-- BEGIN Records for the exercise --

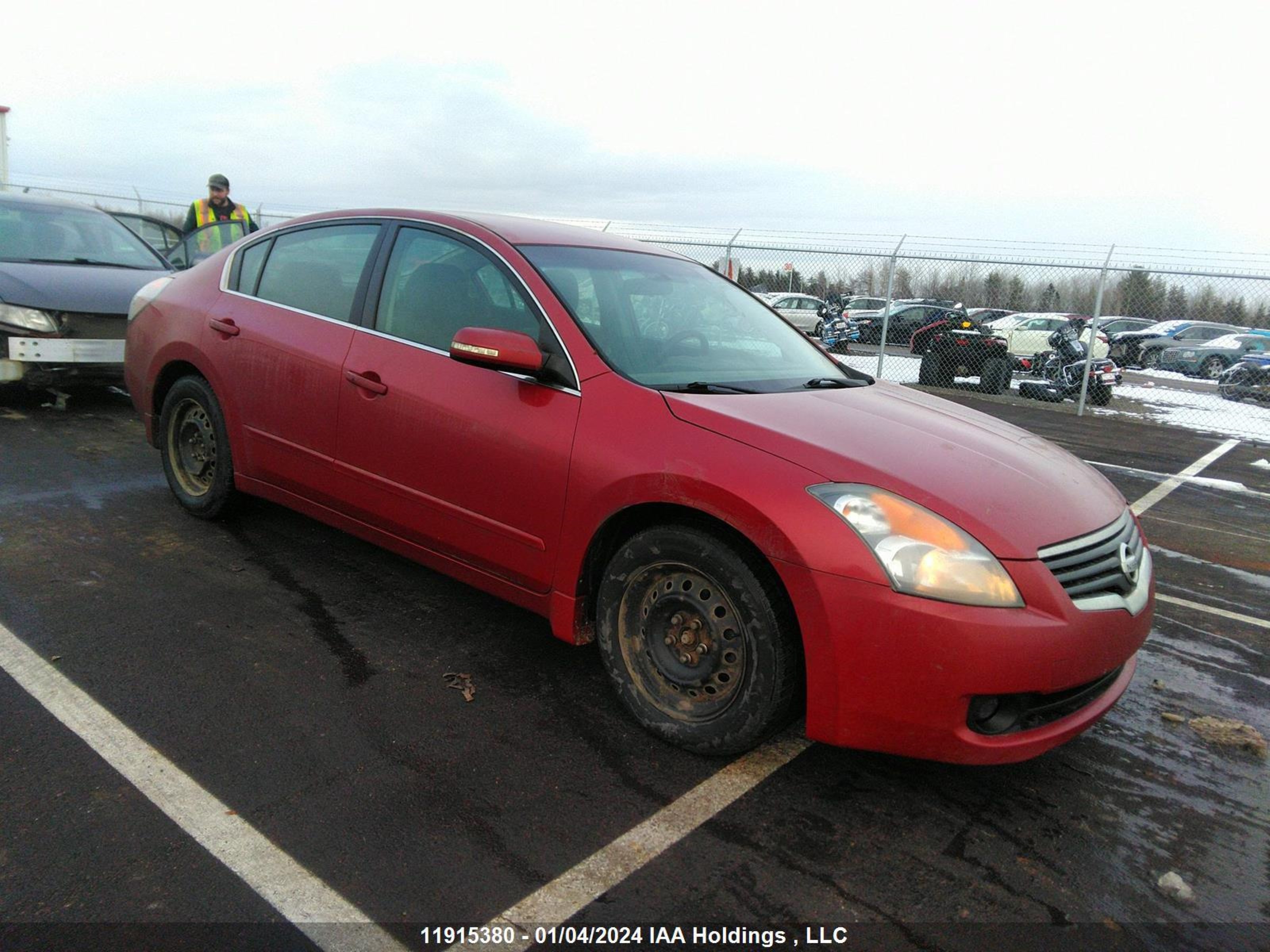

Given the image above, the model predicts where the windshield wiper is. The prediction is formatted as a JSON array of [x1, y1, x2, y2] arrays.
[[660, 380, 761, 393], [27, 258, 148, 272], [802, 377, 870, 390]]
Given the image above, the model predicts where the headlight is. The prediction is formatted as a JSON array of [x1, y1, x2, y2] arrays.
[[0, 302, 57, 334], [128, 274, 171, 321], [808, 482, 1024, 608]]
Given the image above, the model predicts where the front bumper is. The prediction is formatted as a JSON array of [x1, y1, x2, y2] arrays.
[[0, 338, 125, 385], [777, 551, 1155, 764]]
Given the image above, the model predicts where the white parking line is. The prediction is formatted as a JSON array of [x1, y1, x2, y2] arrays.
[[0, 624, 406, 952], [450, 734, 812, 952], [1156, 591, 1270, 628], [1130, 439, 1239, 515]]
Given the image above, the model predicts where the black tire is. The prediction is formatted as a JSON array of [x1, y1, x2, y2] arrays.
[[1086, 385, 1115, 406], [159, 376, 237, 519], [979, 357, 1014, 393], [597, 526, 801, 755], [917, 350, 952, 387]]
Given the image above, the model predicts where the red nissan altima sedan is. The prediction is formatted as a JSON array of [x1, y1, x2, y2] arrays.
[[126, 209, 1155, 763]]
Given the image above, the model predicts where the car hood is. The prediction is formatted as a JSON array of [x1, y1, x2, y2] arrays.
[[666, 382, 1125, 559], [0, 261, 171, 313]]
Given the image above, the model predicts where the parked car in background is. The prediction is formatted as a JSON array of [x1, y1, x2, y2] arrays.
[[1110, 321, 1245, 369], [843, 294, 887, 311], [992, 312, 1110, 358], [1160, 334, 1270, 380], [0, 192, 171, 386], [851, 301, 964, 347], [966, 313, 1016, 324], [1099, 313, 1156, 338], [768, 294, 824, 334], [127, 211, 1155, 763]]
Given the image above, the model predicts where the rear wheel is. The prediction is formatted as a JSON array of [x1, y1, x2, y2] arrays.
[[979, 357, 1014, 393], [597, 526, 800, 754], [917, 350, 952, 387], [159, 376, 237, 519]]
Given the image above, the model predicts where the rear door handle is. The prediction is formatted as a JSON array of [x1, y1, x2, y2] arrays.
[[344, 370, 389, 396], [207, 317, 241, 338]]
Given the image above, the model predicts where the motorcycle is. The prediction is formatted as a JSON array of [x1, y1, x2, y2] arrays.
[[1018, 324, 1119, 406], [1217, 355, 1270, 402], [812, 294, 860, 350]]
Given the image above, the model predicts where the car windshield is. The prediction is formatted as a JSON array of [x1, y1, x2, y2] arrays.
[[0, 202, 166, 271], [1143, 321, 1190, 334], [521, 245, 870, 392], [1204, 334, 1247, 348]]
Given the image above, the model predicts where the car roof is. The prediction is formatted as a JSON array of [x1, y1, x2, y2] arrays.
[[270, 208, 692, 260], [0, 192, 108, 215]]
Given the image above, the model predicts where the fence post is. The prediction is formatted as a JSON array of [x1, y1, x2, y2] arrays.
[[874, 235, 908, 380], [723, 228, 744, 284], [1076, 245, 1115, 416]]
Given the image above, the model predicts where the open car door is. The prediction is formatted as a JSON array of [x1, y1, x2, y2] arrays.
[[164, 220, 248, 272], [110, 212, 182, 256]]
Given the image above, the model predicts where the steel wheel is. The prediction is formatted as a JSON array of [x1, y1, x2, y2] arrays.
[[596, 526, 801, 754], [159, 376, 236, 519], [618, 562, 745, 721], [167, 399, 216, 496], [1199, 357, 1226, 380]]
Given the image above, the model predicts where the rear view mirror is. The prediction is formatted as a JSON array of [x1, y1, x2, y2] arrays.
[[450, 328, 542, 374]]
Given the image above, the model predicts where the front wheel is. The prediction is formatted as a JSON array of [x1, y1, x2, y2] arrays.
[[597, 526, 801, 755], [159, 376, 237, 519]]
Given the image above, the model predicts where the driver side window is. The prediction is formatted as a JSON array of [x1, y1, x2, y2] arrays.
[[375, 228, 539, 350]]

-- END Records for the exercise --

§ **Your instructions**: Retype all of the lines above word for word, and omit the picture from your copy.

§ **The result**:
Given the image above, the model predicts where the windshield wiper is. The prediction is formatted as a JSON array of [x1, y1, x2, y2] arrays.
[[660, 380, 761, 393], [27, 258, 148, 272], [802, 377, 870, 390]]
Given the image above, the model predicts where the headlight is. The prediction is formatted as a JSON array of [x1, y1, x2, y2] arrays.
[[0, 302, 57, 334], [128, 274, 171, 321], [808, 482, 1024, 608]]
Given the image above, the model predicts where the front bumper is. The prediction is formatted as a JSON array of [x1, y1, x2, y2] arrays.
[[0, 338, 125, 385], [777, 551, 1155, 764]]
Given the image above, the model predicts where the white parking line is. The prediction is formatted as a JSON array of [x1, y1, x2, y2] arrays.
[[0, 624, 406, 952], [450, 734, 812, 952], [1156, 591, 1270, 628], [1130, 439, 1239, 515]]
Given the image above, the model predicts where the black tire is. The prediction is formatted as a JSON array of [x1, y1, x2, y2] arrays.
[[1086, 385, 1115, 406], [159, 376, 237, 519], [979, 357, 1014, 393], [597, 526, 801, 755], [917, 350, 952, 387]]
Given the image above, the model predicts where the red nissan altima sedan is. The prediction is formatted as a JSON array of [x1, y1, x2, y2] arrays.
[[126, 209, 1155, 763]]
Given the image above, the model predicts where the car hood is. The prediction is formatted as a JSON array of [x1, y1, x2, y2] arrays.
[[666, 382, 1125, 559], [0, 261, 171, 313]]
Given the image above, the model predicts where the parked car in background is. The prediction is formatted as a JSON array of [x1, y1, x2, y2] arrays.
[[1110, 321, 1245, 369], [843, 294, 887, 311], [992, 312, 1110, 358], [1160, 334, 1270, 380], [0, 192, 171, 386], [851, 301, 964, 347], [966, 313, 1016, 324], [1099, 313, 1156, 338], [768, 294, 824, 334], [127, 211, 1155, 763]]
Given the image above, the model predicts where the rear wheel is. The prediction is formatted as a JSON array of [x1, y1, x2, y2] arrays.
[[979, 357, 1014, 393], [597, 526, 800, 754], [917, 350, 952, 387], [159, 376, 237, 519]]
Given the image above, the model predicts where the rear door handle is. The prediction is formatted as a JSON array of [x1, y1, x2, y2] arrays.
[[344, 370, 389, 396], [207, 317, 241, 338]]
Given the image above, the model predicts where the motorcycle is. The prediction is formatted as a JSON array of [x1, y1, x2, y2] arrays.
[[1018, 324, 1119, 406], [1217, 355, 1270, 402], [812, 294, 860, 350]]
Given the image above, the model predicts where the car windshield is. The prediction is formatted as a JSON array of [x1, y1, x2, y2] arrays.
[[0, 202, 166, 271], [1143, 321, 1190, 334], [521, 245, 870, 392], [1204, 334, 1247, 348]]
Given the image above, the model predicts where the car roof is. The prediction is formatted as a JSON array of [x1, y1, x2, y2] arrays.
[[270, 208, 692, 260], [0, 192, 108, 215]]
Given the image above, the model predicts where the fence post is. The prediction is formatted as a JSON array of [x1, y1, x2, y2] arrays.
[[874, 235, 908, 380], [723, 228, 744, 284], [1076, 245, 1115, 416]]
Given the image above, the model predicts where the open car door is. The prediction is formatted as a JSON array of [x1, y1, x2, y2] arrays.
[[164, 220, 248, 272], [110, 212, 182, 256]]
Given the image above, the model predicts where the steel wheel is. The prediction is formatted as a JSON array of [x1, y1, x2, y2] arrays.
[[596, 526, 801, 754], [159, 376, 236, 519], [618, 562, 745, 721], [167, 399, 216, 496], [1199, 357, 1226, 380]]
Given the image above, the model predicts where the rear view mirror is. The prediction is formatted as a JSON array of [x1, y1, x2, y2] arrays.
[[450, 328, 542, 374]]
Given the image above, the model predicts where the front wheel is. The prediction is formatted as a JSON array of [x1, y1, x2, y2] arrays.
[[597, 526, 801, 755], [159, 376, 237, 519]]
Given the image above, the model predicts where the driver side window is. The prediction is formatted as a JSON array of [x1, y1, x2, y2] arrays.
[[375, 228, 539, 350]]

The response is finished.